**Task requirements:** Return the lines below exactly, starting with the line that contains "the stone block" and stopping after the last line.

**Supplied data:**
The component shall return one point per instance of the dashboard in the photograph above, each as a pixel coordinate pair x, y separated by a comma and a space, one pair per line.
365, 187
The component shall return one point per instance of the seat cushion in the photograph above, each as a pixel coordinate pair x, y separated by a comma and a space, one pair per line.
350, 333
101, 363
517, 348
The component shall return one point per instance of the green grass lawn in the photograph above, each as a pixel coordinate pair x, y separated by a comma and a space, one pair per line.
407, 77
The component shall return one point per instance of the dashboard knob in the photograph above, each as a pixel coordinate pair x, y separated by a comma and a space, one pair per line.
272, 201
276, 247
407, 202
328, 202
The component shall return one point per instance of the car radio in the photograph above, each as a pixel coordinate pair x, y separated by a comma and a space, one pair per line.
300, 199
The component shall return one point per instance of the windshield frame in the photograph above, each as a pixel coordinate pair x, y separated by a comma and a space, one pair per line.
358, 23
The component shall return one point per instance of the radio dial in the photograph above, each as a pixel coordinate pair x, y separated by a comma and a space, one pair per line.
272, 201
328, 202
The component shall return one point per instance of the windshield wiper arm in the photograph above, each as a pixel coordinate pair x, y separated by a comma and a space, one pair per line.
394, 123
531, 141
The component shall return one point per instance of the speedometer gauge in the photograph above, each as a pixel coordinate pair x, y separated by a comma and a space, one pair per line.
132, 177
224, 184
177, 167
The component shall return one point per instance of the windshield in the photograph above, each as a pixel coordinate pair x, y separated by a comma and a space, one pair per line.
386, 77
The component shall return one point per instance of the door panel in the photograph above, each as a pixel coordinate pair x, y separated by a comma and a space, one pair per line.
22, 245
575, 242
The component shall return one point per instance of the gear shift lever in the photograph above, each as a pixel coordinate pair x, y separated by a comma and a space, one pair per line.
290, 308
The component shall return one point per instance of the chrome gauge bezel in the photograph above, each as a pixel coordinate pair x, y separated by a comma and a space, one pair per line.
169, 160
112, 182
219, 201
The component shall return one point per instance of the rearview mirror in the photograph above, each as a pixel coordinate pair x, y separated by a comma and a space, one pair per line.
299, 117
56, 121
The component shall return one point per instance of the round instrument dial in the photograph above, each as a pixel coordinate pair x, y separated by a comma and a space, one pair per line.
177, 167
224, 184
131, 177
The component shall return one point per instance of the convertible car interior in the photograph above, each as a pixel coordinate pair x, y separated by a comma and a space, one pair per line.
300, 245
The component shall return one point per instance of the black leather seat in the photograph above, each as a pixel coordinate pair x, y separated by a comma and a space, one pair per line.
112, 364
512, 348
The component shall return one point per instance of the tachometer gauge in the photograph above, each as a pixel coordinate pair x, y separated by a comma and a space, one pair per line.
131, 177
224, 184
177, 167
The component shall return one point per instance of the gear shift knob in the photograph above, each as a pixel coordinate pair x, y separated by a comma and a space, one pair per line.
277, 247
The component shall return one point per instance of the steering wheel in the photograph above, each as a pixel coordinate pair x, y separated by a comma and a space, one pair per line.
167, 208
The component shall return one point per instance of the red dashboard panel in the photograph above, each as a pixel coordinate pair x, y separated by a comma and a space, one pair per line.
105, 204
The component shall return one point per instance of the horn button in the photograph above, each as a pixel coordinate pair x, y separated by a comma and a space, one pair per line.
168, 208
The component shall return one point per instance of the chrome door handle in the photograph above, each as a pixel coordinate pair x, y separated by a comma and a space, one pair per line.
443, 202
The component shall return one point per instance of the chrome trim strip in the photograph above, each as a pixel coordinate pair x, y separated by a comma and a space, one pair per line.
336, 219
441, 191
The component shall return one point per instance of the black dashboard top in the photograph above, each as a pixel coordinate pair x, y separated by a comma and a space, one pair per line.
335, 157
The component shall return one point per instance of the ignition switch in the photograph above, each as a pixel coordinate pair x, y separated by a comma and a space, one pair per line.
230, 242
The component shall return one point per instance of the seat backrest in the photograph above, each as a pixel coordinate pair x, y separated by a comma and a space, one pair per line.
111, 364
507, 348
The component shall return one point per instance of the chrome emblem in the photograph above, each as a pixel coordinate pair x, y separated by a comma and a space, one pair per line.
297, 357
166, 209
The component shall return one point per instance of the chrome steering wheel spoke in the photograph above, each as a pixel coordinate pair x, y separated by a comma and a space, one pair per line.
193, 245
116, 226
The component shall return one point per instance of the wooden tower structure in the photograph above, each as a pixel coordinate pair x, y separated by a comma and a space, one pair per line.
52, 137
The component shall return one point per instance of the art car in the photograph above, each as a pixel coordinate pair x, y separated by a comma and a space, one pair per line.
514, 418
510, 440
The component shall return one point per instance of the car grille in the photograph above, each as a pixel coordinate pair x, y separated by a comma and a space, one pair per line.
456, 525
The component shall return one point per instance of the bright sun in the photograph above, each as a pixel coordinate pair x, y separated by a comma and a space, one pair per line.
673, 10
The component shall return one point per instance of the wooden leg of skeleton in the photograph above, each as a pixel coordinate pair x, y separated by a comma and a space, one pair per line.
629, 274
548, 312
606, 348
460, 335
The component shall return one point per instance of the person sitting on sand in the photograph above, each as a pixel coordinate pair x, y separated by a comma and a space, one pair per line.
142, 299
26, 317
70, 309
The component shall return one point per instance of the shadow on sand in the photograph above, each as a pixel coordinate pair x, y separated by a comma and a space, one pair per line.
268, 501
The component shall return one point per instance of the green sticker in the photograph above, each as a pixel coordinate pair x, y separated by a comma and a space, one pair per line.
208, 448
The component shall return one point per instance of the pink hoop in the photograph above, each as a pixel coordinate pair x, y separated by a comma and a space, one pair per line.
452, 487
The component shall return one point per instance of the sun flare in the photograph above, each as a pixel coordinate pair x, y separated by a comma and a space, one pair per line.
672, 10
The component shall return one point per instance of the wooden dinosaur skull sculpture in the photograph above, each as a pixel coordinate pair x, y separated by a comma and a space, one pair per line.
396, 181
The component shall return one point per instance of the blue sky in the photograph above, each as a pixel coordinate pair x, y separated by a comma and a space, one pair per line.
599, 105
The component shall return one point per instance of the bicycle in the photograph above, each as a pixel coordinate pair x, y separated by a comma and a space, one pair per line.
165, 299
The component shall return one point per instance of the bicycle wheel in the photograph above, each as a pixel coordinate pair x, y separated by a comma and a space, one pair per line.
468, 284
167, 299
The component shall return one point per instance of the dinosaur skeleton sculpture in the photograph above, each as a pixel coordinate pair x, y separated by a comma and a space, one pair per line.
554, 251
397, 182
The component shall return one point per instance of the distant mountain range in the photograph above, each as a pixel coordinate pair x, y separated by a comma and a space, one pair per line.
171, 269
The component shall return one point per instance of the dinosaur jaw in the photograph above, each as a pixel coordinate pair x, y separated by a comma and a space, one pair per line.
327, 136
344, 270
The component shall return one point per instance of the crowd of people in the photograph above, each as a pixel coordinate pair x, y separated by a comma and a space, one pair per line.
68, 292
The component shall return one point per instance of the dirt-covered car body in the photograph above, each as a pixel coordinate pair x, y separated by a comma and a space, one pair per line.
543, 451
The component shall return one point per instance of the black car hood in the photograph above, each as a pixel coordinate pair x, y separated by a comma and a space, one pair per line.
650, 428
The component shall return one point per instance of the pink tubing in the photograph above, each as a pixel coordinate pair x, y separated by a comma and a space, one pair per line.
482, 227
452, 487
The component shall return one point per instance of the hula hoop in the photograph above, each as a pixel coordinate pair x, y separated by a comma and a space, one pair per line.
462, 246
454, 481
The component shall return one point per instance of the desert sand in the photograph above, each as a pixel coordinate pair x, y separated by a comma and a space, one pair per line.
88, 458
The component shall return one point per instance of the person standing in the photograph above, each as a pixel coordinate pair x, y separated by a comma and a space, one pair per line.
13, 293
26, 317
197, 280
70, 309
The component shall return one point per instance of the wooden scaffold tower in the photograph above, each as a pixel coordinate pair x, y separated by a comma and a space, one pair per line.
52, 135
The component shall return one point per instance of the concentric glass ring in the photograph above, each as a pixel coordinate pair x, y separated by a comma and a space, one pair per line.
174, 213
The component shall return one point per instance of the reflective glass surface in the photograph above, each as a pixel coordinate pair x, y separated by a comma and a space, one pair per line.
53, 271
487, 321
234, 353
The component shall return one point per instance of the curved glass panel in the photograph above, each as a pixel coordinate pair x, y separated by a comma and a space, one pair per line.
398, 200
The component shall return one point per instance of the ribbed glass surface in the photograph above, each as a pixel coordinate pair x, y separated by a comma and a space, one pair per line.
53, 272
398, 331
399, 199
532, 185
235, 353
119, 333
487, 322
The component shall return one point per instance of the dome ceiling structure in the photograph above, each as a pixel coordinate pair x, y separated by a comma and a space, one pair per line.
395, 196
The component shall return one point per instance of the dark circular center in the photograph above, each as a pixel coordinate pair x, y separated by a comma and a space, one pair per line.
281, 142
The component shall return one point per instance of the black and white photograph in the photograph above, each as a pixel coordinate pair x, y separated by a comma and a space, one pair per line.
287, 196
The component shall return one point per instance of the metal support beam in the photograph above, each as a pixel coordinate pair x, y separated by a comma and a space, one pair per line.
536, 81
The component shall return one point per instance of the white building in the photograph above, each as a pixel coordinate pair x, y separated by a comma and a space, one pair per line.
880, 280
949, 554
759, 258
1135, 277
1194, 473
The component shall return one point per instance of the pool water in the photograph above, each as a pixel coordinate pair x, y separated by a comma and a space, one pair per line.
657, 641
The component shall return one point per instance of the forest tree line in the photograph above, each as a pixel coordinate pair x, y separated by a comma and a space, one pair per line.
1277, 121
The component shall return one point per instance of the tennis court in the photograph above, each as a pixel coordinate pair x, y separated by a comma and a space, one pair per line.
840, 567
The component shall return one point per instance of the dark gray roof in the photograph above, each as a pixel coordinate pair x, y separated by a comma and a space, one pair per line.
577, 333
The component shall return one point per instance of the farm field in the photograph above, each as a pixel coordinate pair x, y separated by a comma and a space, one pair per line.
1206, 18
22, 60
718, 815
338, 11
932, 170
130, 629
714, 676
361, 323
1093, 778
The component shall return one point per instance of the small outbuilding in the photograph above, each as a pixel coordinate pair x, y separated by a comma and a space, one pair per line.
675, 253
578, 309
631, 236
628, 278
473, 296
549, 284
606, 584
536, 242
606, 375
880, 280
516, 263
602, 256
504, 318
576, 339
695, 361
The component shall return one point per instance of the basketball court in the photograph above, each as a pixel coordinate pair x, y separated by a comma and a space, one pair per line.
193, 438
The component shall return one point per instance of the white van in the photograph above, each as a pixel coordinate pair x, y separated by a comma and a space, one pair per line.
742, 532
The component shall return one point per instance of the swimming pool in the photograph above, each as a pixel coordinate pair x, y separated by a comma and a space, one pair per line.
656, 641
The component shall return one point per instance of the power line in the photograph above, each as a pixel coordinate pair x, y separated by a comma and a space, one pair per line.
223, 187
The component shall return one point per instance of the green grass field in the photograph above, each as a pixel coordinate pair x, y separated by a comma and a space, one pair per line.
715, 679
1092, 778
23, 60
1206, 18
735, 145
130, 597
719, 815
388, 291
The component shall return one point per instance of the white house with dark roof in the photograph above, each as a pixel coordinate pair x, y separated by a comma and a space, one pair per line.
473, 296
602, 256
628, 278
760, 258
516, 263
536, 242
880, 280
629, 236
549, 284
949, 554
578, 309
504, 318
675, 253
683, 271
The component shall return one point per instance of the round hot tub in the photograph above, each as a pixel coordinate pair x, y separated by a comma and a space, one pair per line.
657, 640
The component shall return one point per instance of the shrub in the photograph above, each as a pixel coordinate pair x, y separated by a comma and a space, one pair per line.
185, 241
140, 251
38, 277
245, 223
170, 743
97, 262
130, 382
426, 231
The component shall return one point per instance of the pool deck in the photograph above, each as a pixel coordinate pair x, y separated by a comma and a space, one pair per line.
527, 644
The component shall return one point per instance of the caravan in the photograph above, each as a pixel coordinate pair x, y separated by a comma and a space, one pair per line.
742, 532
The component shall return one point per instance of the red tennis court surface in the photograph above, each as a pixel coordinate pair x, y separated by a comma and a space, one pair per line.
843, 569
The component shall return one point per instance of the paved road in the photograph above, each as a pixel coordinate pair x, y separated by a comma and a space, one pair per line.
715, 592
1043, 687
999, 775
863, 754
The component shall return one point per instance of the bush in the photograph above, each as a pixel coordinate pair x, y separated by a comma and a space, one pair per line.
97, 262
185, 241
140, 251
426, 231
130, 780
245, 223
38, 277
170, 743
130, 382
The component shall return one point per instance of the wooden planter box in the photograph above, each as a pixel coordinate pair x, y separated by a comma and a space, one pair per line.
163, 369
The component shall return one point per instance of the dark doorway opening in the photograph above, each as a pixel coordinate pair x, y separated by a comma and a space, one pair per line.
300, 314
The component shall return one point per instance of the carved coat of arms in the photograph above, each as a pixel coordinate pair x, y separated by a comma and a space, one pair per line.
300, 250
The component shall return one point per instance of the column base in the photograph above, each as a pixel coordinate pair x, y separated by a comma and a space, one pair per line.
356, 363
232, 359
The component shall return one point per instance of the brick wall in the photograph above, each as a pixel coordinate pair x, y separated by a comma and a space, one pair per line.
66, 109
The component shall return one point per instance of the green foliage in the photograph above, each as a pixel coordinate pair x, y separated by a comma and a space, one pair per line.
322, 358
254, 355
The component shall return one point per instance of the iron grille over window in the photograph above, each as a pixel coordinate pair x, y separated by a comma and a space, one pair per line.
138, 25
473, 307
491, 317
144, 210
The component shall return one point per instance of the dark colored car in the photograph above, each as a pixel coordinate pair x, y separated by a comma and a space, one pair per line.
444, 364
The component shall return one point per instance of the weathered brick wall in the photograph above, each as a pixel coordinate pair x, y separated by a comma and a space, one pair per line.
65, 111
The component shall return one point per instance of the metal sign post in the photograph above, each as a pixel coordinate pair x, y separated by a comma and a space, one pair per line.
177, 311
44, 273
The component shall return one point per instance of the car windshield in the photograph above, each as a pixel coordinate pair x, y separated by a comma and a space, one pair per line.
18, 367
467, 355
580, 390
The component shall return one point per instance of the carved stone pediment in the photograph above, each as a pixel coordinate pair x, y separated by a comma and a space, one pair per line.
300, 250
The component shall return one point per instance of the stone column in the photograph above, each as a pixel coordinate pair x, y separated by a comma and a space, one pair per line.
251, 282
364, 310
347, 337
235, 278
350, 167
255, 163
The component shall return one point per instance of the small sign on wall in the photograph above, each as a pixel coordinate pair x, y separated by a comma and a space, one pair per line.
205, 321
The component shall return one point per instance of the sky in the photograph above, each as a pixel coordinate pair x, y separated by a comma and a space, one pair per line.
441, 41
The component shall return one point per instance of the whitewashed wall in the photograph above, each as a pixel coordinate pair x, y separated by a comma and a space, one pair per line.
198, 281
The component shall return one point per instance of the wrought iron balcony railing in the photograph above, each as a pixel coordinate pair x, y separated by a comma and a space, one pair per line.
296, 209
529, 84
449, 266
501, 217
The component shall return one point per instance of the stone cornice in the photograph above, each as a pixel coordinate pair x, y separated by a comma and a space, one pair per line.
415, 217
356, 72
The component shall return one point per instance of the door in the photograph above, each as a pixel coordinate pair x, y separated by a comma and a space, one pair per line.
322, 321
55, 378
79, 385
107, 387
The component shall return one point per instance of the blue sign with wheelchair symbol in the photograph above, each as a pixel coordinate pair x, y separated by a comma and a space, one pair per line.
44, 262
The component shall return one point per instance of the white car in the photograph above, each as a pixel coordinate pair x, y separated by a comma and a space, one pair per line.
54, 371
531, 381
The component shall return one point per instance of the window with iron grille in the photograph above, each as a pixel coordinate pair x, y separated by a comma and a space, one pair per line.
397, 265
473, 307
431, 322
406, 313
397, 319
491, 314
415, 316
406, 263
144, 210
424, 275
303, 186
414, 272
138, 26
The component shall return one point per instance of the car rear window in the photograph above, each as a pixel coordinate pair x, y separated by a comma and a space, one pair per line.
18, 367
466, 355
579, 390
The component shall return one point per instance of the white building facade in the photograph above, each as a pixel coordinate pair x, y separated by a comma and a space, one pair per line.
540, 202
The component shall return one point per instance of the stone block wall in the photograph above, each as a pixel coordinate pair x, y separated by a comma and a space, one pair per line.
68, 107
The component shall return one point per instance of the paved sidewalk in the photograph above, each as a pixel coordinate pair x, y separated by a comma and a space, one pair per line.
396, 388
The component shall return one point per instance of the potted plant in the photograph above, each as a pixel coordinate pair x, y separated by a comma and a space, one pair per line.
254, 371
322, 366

**Output:**
The component shall return one point per instance of the stone block wall in the photograph above, each as a pixel coordinate pair x, y separated by a comma and a space, one pair per line.
68, 107
The component shall return one point per instance of the paved sidewalk in the photograph above, each as a pixel coordinate pair x, y separated by a comma and a space, one pair per line.
396, 388
The component shall return one point per instance of the potted plant in the photograph above, each as a pixel coordinate pair x, y separated by a comma and a space, one pair per line.
254, 371
322, 366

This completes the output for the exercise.